Passage
========================================================================
You have the missed the main point, however. If the person smelled, then say that the person smelled. Why bring the race into it? She should have said that the person was smelly. When you use an identifying marker such as race to prove your point and when you liken the entire race to animals, that is racist.

Anonymous said...

Sad to see a comment in Singapore which is one of the best place to live in a harmonised way . I guess even the local people were once migrants from mainland , malaysia and india . So i dont see a need for this comment .

Also the people referred here who has body odour are hard working labours working round the clock to build singapore to compete in the compettive buisness world , for us to live in a better place called HOME and to keep singapore clean . And hence I truely beleive they deserve some respect . It is them who clean your HDB, clean the litter you drop , clean the drinage pipes , help you all when you are struck in the dark tunnel during transport breakdown etc and the list is endless .

Hope the upcoming generation understand this .

Anonymous said...

Sad to see a comment in Singapore which is one of the best place to live in a harmonised way . I guess even the local people were once migrants from mainland , malaysia and india . So i dont see a need for this comment .

Also the people referred here who has body odour are hard working labours working round the clock to build singapore to compete in the compettive buisness world , for us to live in a better place called HOME and to keep singapore clean . And hence I truely beleive they deserve some respect . It is them who clean your HDB, clean the litter you drop , clean the drinage pipes , help you all when you are struck in the dark tunnel during transport breakdown etc and the list is endless .

Hope the upcoming generation understand this .

Anonymous said...

Even our MP is a racist when he associated Nigerians as scamming people.

Subra said...

I think I should make my position clear. Maybe, 5 to 10 years ago I would have still felt angry about the comment.
========================================================================
Part of a data file
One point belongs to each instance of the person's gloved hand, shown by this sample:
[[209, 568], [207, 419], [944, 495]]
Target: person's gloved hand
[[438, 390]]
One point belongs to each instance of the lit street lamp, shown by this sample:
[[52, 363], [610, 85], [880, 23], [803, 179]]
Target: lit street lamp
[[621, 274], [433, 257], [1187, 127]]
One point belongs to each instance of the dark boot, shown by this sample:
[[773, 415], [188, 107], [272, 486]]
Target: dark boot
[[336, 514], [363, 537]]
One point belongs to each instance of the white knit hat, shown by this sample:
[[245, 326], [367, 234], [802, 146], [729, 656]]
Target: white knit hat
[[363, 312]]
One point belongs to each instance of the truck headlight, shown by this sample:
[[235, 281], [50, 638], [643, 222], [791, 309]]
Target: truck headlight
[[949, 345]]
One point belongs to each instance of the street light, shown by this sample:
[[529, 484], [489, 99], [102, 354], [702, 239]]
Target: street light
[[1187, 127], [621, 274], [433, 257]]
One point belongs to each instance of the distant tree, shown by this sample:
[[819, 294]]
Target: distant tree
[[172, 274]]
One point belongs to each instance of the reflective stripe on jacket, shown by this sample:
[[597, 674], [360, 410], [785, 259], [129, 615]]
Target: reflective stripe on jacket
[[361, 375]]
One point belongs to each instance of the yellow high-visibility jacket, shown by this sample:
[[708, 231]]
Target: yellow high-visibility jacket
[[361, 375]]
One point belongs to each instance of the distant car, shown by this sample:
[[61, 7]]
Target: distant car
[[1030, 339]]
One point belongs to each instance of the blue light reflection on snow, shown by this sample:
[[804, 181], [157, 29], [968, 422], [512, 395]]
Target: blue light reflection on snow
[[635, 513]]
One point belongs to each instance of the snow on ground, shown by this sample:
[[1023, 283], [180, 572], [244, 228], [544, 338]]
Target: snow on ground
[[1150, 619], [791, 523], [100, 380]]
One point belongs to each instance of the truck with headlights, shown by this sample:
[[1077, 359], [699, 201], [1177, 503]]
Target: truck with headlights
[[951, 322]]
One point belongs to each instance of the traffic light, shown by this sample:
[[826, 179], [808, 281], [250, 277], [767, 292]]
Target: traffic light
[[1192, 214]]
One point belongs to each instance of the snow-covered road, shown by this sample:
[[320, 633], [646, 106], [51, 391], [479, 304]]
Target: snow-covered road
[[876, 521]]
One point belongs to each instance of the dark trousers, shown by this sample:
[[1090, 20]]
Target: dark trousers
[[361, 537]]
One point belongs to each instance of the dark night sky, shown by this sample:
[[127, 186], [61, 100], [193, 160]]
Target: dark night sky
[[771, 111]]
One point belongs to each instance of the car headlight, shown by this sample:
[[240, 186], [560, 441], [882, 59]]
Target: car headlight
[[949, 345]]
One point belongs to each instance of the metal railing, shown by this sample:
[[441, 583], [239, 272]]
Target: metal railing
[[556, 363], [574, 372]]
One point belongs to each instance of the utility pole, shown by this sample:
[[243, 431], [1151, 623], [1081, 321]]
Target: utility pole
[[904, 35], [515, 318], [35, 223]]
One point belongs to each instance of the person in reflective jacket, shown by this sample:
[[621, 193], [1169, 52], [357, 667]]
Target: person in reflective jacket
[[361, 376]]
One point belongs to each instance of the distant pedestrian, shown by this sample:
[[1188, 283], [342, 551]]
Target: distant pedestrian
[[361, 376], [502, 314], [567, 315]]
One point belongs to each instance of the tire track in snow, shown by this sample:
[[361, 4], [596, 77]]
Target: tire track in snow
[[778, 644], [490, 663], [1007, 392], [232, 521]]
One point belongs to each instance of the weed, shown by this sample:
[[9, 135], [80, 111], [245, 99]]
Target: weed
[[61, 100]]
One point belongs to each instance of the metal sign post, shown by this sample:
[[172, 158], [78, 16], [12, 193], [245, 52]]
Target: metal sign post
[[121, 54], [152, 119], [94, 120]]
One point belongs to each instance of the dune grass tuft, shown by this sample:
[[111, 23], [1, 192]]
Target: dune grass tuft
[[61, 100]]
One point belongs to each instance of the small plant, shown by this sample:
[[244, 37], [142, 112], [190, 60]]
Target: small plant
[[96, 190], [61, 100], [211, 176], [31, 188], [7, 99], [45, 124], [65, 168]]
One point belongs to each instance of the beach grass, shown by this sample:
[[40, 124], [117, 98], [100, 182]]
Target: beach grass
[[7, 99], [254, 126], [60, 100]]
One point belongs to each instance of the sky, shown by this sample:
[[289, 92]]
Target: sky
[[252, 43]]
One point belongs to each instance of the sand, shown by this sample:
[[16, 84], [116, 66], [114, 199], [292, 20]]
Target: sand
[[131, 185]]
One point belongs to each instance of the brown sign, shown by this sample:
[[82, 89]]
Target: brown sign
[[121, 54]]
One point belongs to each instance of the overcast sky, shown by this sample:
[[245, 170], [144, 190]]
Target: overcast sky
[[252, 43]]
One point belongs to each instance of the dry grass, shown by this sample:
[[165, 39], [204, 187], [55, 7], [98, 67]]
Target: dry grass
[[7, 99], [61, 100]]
========================================================================
What is asked
(1) According to the comment thread, what should she have said about the person instead of bringing race into it?
(2) Using the comment thread, explain why one commenter believes the workers with body odour deserve respect.
Rely only on the comment thread for what comes next.

Final results
(1) That the person was smelly.

(2) The commenter says these workers labor around the clock to build Singapore, helping it compete in the business world and keeping it clean. They clean HDB flats, the litter people drop and the drainage pipes, and they help people stuck in the dark tunnel during transport breakdowns.